- _Record set_:
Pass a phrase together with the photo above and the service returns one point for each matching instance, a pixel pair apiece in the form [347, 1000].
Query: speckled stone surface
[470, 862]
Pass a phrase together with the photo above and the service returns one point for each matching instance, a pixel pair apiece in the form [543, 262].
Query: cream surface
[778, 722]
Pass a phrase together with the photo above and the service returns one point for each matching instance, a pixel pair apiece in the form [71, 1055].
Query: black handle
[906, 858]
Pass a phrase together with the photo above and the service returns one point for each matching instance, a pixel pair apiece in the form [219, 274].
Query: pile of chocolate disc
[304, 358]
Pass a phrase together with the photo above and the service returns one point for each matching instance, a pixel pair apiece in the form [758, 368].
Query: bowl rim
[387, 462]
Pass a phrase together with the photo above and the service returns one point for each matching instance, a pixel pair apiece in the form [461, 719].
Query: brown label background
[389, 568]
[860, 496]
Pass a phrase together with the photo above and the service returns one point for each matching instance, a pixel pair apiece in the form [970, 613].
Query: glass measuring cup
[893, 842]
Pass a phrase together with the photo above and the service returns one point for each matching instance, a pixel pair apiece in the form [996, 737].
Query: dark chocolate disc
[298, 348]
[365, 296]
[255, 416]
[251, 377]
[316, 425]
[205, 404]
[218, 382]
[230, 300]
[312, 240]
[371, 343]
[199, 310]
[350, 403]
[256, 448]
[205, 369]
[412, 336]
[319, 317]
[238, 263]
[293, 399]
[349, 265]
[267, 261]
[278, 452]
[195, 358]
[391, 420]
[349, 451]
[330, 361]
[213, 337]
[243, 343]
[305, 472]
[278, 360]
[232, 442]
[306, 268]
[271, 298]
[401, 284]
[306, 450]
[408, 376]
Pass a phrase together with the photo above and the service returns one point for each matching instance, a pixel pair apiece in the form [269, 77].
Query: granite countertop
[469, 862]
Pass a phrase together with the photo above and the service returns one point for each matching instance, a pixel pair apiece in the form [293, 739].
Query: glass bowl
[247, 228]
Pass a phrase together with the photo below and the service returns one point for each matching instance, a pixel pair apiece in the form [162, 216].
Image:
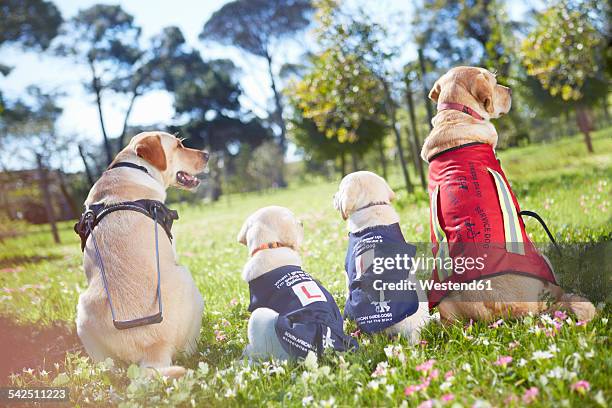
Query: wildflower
[411, 389]
[541, 355]
[513, 344]
[381, 369]
[219, 335]
[426, 404]
[503, 361]
[581, 387]
[447, 397]
[426, 366]
[496, 324]
[530, 395]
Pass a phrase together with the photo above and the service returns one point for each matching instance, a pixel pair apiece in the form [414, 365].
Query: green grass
[40, 283]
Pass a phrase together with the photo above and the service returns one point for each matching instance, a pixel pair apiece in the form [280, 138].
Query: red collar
[270, 245]
[459, 107]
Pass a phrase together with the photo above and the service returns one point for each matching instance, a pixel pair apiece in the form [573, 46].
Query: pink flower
[426, 404]
[503, 361]
[447, 397]
[411, 389]
[426, 366]
[530, 395]
[581, 387]
[496, 324]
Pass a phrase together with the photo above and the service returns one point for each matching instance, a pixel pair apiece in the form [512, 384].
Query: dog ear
[151, 149]
[482, 90]
[434, 94]
[241, 238]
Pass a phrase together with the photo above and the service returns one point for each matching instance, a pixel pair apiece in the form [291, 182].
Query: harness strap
[535, 215]
[142, 321]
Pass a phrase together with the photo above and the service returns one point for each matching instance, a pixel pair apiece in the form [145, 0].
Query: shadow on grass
[31, 346]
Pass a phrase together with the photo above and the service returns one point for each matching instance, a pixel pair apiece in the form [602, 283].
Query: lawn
[538, 360]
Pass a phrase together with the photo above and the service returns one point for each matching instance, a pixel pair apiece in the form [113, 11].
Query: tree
[107, 40]
[257, 26]
[565, 52]
[349, 82]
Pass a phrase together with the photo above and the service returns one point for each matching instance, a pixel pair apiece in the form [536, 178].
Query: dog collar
[270, 245]
[459, 107]
[130, 165]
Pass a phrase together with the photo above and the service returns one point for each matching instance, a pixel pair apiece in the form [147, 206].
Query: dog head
[359, 189]
[177, 164]
[271, 224]
[473, 87]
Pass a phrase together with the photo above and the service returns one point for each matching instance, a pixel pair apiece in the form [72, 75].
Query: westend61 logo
[382, 265]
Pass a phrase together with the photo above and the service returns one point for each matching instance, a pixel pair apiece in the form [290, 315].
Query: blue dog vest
[375, 310]
[308, 316]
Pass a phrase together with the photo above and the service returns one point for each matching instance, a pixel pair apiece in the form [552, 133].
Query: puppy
[152, 162]
[292, 313]
[474, 212]
[364, 199]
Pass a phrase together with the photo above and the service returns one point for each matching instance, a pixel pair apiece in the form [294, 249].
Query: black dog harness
[157, 211]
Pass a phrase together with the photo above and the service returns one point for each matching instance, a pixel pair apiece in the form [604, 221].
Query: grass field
[539, 360]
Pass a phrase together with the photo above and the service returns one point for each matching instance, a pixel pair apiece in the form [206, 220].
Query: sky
[80, 118]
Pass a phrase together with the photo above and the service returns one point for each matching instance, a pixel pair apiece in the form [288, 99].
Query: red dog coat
[474, 214]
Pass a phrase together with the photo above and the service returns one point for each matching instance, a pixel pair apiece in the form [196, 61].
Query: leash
[535, 215]
[142, 321]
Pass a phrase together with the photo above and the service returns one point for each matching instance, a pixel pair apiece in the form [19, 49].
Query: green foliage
[31, 23]
[565, 51]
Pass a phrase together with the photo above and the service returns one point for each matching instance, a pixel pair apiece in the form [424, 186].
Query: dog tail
[581, 307]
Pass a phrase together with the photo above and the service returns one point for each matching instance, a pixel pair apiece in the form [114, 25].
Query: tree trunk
[88, 172]
[383, 159]
[354, 161]
[95, 83]
[425, 90]
[390, 107]
[279, 118]
[44, 188]
[584, 124]
[418, 163]
[64, 189]
[343, 164]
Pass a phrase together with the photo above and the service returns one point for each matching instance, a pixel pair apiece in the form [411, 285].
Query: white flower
[541, 355]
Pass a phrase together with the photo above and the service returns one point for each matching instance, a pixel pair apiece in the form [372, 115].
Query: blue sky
[80, 115]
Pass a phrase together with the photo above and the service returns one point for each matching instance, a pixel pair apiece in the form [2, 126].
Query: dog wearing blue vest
[364, 201]
[292, 314]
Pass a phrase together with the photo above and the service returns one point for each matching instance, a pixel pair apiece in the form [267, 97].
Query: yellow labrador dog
[152, 162]
[364, 201]
[472, 204]
[292, 313]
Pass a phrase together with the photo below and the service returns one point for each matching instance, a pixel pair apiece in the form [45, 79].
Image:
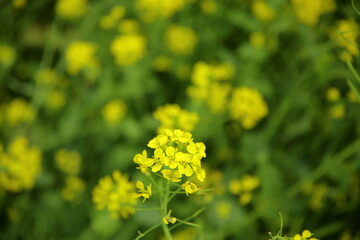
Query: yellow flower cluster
[114, 111]
[346, 35]
[128, 48]
[116, 194]
[305, 235]
[310, 11]
[151, 10]
[145, 193]
[247, 106]
[19, 165]
[7, 55]
[244, 187]
[173, 116]
[19, 111]
[111, 20]
[80, 55]
[175, 154]
[181, 40]
[210, 85]
[69, 162]
[262, 11]
[71, 9]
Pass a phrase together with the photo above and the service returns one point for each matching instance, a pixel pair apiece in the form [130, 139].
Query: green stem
[164, 207]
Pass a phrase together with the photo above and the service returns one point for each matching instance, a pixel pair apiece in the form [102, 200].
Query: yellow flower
[169, 219]
[175, 154]
[116, 194]
[19, 3]
[145, 193]
[247, 106]
[333, 94]
[71, 9]
[128, 49]
[111, 20]
[74, 187]
[80, 55]
[309, 11]
[20, 165]
[172, 116]
[181, 40]
[189, 187]
[7, 55]
[346, 35]
[18, 111]
[129, 26]
[223, 210]
[114, 111]
[262, 11]
[151, 10]
[68, 161]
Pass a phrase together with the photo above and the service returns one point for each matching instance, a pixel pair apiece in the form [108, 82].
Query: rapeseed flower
[151, 10]
[171, 116]
[79, 56]
[116, 194]
[310, 11]
[128, 48]
[7, 55]
[114, 111]
[20, 165]
[71, 9]
[175, 155]
[181, 40]
[112, 19]
[247, 106]
[145, 193]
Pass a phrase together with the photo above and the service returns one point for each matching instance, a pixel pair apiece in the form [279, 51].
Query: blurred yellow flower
[19, 111]
[151, 10]
[7, 55]
[181, 40]
[112, 19]
[73, 188]
[116, 194]
[68, 161]
[262, 11]
[247, 106]
[71, 9]
[346, 34]
[129, 26]
[309, 11]
[128, 49]
[114, 111]
[171, 116]
[333, 94]
[80, 56]
[145, 193]
[20, 165]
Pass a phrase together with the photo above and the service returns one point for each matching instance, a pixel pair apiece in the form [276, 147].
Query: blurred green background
[265, 84]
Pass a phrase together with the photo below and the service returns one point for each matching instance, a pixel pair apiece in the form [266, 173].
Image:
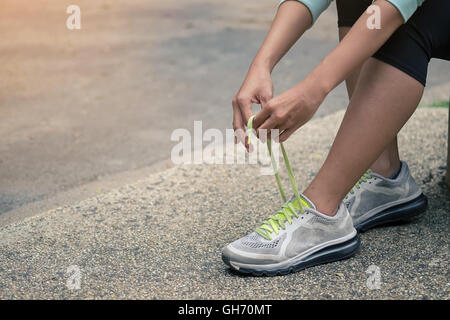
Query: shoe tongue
[305, 202]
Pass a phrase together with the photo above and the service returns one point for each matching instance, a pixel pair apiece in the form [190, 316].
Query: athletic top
[406, 7]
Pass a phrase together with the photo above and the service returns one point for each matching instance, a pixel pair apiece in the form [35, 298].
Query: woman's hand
[290, 110]
[257, 88]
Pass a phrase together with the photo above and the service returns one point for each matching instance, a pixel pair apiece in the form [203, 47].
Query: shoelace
[366, 176]
[288, 209]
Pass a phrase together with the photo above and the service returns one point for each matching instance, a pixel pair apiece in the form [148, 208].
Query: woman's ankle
[323, 205]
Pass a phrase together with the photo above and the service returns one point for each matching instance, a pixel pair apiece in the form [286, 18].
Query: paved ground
[161, 237]
[86, 111]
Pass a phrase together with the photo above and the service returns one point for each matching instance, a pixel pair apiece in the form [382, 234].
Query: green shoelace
[288, 209]
[366, 176]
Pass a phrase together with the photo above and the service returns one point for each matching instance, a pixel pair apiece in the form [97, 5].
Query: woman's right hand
[257, 88]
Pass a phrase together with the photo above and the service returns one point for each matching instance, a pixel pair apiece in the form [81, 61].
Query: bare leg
[389, 161]
[382, 102]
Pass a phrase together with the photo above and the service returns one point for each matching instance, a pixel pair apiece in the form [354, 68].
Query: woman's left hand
[290, 110]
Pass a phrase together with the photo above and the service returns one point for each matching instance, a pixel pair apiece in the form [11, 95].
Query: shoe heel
[404, 212]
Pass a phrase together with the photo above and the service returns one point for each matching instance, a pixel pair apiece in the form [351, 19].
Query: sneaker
[290, 241]
[295, 238]
[376, 200]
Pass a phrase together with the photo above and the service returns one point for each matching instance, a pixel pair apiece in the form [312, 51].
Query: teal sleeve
[316, 7]
[406, 7]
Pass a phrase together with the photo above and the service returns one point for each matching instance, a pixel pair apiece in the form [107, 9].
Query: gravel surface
[160, 238]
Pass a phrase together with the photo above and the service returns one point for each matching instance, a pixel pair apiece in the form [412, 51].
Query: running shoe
[376, 200]
[294, 238]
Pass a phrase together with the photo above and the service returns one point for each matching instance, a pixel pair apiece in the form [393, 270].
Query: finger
[238, 124]
[266, 127]
[286, 134]
[260, 117]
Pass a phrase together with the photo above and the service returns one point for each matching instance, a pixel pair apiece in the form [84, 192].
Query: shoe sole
[329, 254]
[404, 212]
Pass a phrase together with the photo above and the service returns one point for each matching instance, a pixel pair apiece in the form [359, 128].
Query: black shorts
[424, 36]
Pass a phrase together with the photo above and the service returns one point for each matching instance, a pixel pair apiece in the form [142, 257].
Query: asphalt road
[160, 238]
[80, 107]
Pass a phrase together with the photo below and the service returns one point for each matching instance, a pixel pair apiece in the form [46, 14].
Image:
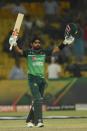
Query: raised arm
[13, 44]
[71, 31]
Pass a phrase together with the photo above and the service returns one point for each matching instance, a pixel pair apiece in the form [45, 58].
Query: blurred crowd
[50, 26]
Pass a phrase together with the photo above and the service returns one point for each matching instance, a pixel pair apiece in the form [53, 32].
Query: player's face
[36, 44]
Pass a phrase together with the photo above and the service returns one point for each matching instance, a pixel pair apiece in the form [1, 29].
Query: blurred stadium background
[68, 92]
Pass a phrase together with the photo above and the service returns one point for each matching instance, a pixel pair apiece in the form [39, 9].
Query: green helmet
[71, 29]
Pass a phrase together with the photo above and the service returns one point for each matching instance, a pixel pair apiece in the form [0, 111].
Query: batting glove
[12, 41]
[68, 40]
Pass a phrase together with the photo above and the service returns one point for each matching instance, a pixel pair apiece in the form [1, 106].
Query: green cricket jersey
[74, 30]
[36, 61]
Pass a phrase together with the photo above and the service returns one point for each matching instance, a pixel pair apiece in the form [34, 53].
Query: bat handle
[10, 47]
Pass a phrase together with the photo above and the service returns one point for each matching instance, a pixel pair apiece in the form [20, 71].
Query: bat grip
[10, 47]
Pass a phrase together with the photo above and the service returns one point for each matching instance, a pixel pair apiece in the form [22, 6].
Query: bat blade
[18, 22]
[17, 26]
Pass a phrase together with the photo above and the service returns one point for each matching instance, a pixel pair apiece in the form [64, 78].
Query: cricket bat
[17, 26]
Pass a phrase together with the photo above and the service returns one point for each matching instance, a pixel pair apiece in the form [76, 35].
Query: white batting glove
[68, 40]
[12, 41]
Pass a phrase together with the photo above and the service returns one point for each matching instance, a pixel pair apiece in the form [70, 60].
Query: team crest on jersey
[33, 58]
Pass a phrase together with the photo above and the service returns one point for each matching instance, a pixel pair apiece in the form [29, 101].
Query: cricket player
[35, 62]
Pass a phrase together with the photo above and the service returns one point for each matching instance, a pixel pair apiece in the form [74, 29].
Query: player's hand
[12, 41]
[68, 40]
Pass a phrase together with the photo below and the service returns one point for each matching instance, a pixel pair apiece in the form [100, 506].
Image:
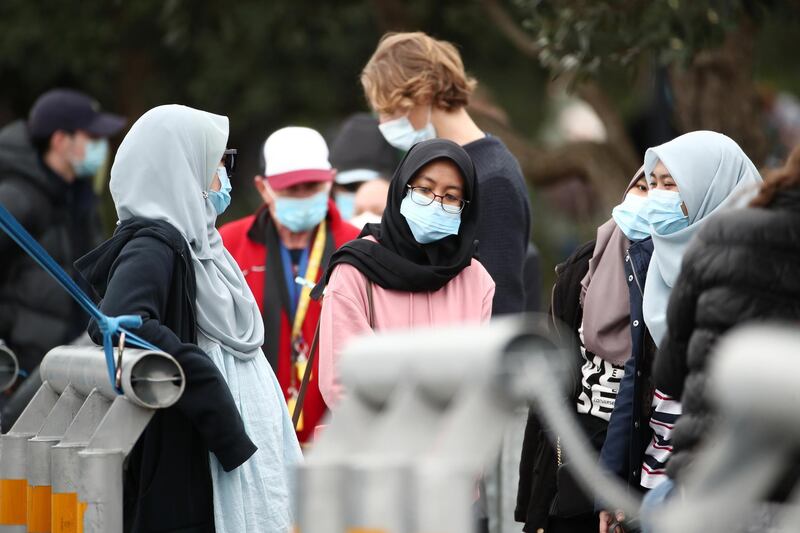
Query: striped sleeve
[666, 411]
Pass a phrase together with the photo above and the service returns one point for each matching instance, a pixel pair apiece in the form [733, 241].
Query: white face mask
[401, 134]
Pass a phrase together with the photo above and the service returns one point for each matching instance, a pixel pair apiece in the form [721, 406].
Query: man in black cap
[43, 163]
[359, 154]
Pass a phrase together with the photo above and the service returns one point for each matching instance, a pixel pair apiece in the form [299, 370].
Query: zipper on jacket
[633, 269]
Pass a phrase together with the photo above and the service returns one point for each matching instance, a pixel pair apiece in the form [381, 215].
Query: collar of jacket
[96, 265]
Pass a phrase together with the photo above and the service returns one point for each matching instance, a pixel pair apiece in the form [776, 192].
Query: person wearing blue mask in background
[360, 154]
[416, 268]
[220, 458]
[691, 178]
[45, 163]
[292, 235]
[597, 295]
[418, 87]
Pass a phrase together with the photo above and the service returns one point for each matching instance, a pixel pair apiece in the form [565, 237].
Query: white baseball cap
[295, 155]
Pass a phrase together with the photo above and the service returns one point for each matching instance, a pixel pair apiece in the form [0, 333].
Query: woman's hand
[611, 524]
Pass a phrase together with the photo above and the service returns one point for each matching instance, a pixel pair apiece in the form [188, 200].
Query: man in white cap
[284, 247]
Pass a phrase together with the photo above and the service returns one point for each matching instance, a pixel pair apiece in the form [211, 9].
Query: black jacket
[742, 266]
[628, 432]
[146, 269]
[505, 221]
[538, 463]
[35, 313]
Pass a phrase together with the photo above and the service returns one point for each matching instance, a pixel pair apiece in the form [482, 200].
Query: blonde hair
[408, 69]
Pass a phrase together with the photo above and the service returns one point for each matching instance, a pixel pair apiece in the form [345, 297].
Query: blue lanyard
[289, 274]
[109, 326]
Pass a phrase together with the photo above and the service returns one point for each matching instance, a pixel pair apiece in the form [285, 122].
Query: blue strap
[109, 326]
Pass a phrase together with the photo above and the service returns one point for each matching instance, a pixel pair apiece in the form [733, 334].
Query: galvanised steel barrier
[61, 462]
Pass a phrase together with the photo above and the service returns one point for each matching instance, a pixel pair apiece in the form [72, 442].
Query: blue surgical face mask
[663, 211]
[429, 223]
[301, 214]
[401, 134]
[629, 216]
[221, 199]
[346, 204]
[94, 156]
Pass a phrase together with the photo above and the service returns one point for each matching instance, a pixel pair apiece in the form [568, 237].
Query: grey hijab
[712, 174]
[162, 168]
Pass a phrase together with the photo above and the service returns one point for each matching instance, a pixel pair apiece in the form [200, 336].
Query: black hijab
[397, 261]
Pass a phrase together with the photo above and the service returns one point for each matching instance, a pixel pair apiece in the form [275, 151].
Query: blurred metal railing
[424, 413]
[61, 462]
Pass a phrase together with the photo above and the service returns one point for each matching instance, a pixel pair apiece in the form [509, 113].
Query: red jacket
[246, 239]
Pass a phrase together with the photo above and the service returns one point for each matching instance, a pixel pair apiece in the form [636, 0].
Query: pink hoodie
[466, 298]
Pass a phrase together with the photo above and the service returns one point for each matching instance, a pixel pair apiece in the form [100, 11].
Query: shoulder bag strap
[301, 395]
[371, 305]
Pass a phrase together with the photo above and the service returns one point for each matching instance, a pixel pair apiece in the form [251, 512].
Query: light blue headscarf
[712, 174]
[163, 166]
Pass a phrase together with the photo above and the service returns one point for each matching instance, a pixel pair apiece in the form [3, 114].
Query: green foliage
[588, 36]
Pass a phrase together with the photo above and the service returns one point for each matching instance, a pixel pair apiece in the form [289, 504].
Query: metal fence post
[66, 514]
[101, 465]
[13, 471]
[39, 480]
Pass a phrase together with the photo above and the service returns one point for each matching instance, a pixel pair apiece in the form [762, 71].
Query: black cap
[68, 110]
[360, 144]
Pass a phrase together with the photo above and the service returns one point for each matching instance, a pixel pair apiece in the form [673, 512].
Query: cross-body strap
[301, 395]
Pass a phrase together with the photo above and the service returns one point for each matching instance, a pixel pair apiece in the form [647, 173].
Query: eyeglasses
[229, 160]
[424, 196]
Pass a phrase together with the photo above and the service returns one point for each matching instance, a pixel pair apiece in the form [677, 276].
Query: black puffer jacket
[743, 266]
[36, 314]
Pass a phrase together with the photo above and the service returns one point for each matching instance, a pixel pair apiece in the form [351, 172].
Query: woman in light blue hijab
[691, 178]
[168, 168]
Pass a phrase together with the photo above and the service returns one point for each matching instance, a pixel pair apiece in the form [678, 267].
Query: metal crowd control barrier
[61, 462]
[424, 411]
[423, 414]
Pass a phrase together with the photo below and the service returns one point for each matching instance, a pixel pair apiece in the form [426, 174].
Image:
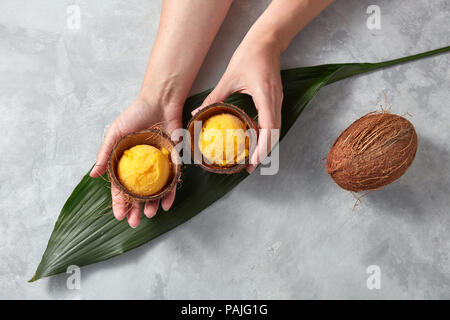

- _Try it_: Count the lines of the material above that contain the word "below", then give only that count.

- _Answer to this exercise_: 6